> **Problem details**:
Repeat, exactly and completely, the entries shown underneath.

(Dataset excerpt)
***

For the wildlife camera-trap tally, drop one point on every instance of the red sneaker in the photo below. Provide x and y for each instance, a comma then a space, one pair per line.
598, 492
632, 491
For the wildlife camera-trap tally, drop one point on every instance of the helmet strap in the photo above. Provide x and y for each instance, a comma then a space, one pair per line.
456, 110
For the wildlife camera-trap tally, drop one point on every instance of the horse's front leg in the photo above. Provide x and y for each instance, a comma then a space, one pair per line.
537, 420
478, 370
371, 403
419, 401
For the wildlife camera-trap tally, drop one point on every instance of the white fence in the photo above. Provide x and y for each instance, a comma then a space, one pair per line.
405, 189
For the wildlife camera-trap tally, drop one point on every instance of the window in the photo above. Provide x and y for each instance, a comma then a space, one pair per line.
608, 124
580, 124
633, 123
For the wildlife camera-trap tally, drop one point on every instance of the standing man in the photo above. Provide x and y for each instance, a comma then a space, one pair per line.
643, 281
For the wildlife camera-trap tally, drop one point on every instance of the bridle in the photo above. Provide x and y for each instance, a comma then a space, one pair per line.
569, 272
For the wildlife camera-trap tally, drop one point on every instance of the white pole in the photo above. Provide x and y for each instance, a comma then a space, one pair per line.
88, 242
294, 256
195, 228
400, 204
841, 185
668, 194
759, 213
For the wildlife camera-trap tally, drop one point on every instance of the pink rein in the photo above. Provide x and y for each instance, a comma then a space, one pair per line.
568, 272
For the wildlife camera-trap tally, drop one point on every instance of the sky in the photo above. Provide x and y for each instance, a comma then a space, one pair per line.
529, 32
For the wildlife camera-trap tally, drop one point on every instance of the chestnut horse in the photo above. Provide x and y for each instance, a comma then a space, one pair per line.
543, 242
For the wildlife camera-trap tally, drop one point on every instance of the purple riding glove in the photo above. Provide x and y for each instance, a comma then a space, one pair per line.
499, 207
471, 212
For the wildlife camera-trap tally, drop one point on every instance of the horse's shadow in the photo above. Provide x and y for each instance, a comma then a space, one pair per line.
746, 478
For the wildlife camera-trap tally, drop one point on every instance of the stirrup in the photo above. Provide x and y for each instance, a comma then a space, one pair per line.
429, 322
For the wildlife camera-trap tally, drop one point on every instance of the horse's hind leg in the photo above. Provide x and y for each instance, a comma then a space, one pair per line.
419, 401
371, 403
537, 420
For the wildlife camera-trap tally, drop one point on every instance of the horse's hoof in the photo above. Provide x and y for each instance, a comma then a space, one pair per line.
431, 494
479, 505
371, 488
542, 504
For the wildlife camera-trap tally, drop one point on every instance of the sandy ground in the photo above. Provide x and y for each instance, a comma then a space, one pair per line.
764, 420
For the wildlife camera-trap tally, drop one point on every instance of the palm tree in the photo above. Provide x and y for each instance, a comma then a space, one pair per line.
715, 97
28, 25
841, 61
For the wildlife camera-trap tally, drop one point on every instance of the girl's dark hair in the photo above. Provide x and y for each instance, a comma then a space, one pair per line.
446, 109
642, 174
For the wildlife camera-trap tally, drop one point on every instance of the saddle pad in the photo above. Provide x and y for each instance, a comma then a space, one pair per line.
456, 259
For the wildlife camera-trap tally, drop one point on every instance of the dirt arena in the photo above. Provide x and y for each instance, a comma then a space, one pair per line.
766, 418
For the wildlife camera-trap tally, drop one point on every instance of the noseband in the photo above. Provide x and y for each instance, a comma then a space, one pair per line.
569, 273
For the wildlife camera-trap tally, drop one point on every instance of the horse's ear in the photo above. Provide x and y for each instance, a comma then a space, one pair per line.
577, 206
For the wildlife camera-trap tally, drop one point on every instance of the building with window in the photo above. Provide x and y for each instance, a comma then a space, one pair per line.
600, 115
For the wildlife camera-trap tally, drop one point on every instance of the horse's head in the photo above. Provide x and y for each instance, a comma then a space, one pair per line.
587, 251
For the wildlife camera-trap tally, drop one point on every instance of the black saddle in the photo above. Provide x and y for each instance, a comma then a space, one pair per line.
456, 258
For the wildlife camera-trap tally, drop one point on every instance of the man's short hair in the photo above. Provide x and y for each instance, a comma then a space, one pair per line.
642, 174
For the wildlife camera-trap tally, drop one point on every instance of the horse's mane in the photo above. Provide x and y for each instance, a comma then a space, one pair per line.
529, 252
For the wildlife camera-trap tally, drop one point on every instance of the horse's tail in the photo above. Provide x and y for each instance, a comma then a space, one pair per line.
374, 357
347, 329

***

> **Response for this exercise**:
For the wildlife camera-trap tally, drop one point on every instance of the red sneaker in the photo below. Provide x and y for each instance, a comma then a space, one pair per line.
598, 492
632, 491
For the wildlife camera-trap tally, drop one point on every instance of the helmet strap in the photo above. Provide x and y for each instance, a comma then a space, one pair per line.
456, 110
For the wildlife camera-trap tally, drop one point on every instance of the horse's front leg in the photo above. Provide x and y for each instance, a comma then a space, one pair per line.
537, 420
478, 370
371, 403
419, 401
For the wildlife camera-trap tally, drop one point on every instance of the white fence in the photo above. Provide x and y for each instance, a comma then a space, one pair per line.
405, 189
For the wildlife camera-trap tally, drop one point on every instance of the window in the photo above. Provide x and y for each instance, a comma then a space, one pair per line.
608, 124
580, 124
633, 123
For the wildlife camera-trap tally, drop one point on every instance of the standing man in the photo above. Provide x and y for each instance, a comma then a space, one pair per line.
643, 281
For the wildlife camera-trap tally, drop one point on every instance of the bridle in the photo above. Provide x and y for each instance, a comma then a space, one pair per line.
569, 272
For the wildlife camera-trap tally, drop one point on every instance of the white pole in the photo above. Provide x and y for each instance, a comma then a space, one pair per line.
88, 242
294, 256
195, 228
400, 204
841, 185
668, 194
759, 213
For the wildlife camera-trap tally, drop one point on every instance of the pink rein in the photo above. Provide x and y for each instance, a comma then a space, one pair per line.
568, 272
For the wildlife camera-trap tally, drop one point on every instance of the sky in the photo above. Provide x and y for each instance, a comma then a space, one pair per line.
529, 32
For the wildlife camera-trap tally, drop one point on every instance of the chestnut horse in the photo above. Provide x and y for each instance, a comma then a space, one pair per line.
543, 242
For the wildlife camera-trap tally, drop one point on every instance of the purple riding glove in the photo above. Provide x and y for each instance, a comma then a space, one pair per line.
499, 207
471, 212
For the wildlife camera-trap tally, drop one point on every instance of the horse's shadow in the photo above. Provide x and y for each instance, a comma then a space, one pair per line.
746, 478
For the wildlife camera-trap tally, drop one point on every instance of the stirrup in the photo above. Provide x and y for each instance, a comma then a space, one pair per line.
429, 322
For the wildlife camera-trap tally, drop one point on every instance of the horse's hind leg in the photo above. Provide x and y for each instance, a comma then a space, one pair per line.
419, 401
371, 403
537, 420
For the wildlife camera-trap tally, drop one point on every instance of the horse's hoof in the photo above. Provide x and y for each instance, a comma then a space, one pair per line.
431, 494
479, 505
371, 488
542, 504
For the wildlife camera-trap tally, drop one point on every instance of the sandy ground in the photo above. Provide x and y for each instance, a comma then a space, one pair per line.
764, 420
For the wildlife camera-trap tally, drop one point on every instance of the palm tree in the photo above. Provide x and y for each instance, a comma then a space, one pair per line.
715, 97
28, 25
841, 61
For the wildlife camera-trap tally, drop one point on every instance of the girl's dark hair in the photo above. Provide x and y for each instance, a comma then a space, one pair per line.
446, 109
642, 174
For the wildlife camera-trap tally, drop one point on every instance of the saddle pad in the photo above. Provide x and y for each instance, a comma then a space, one pair per line.
456, 259
For the wildlife camera-trap tally, drop one point on every instance of the dirt arena in the photo above. Provide x and y for each instance, a comma then a space, one pair per line.
766, 418
For the wildlife camera-trap tally, drop one point on every instance of the noseband in the photo above. Provide x and y for each instance, a comma then a space, one pair per line.
569, 273
For the wildlife camera-trap tally, drop one point on every instance of the horse's ear in the photo above. Provide x and y for each instance, a comma then a space, one pair per line.
577, 206
For the wildlife camera-trap tally, drop one point on every instance of the building with window in the photo above. Provide x and y for each instance, a comma then a space, one pair per line.
600, 115
For the wildlife camera-trap tally, drop one point on every instance of the horse's head in the photo above. Provide x and y for each instance, a comma then a space, one pair per line.
587, 251
For the wildlife camera-trap tally, drop one point on every instance of the black saddle in the photo above. Provide x and y for each instance, a comma then a space, one pair per line.
456, 258
For the wildlife camera-trap tally, drop one point on every instance of the man's short hair in the photo above. Provide x and y for each instance, a comma then a space, one pair per line.
642, 174
For the wildlife camera-trap tally, drop one point on every instance of the horse's mane in the photo above. Provide x and y for each instance, a comma then a space, one pair per line.
529, 252
For the wildlife camera-trap tally, drop one point on every instance of the horse's tail in the photo above. Provide x and y for each instance, a comma then a space, one pair per line.
374, 357
347, 329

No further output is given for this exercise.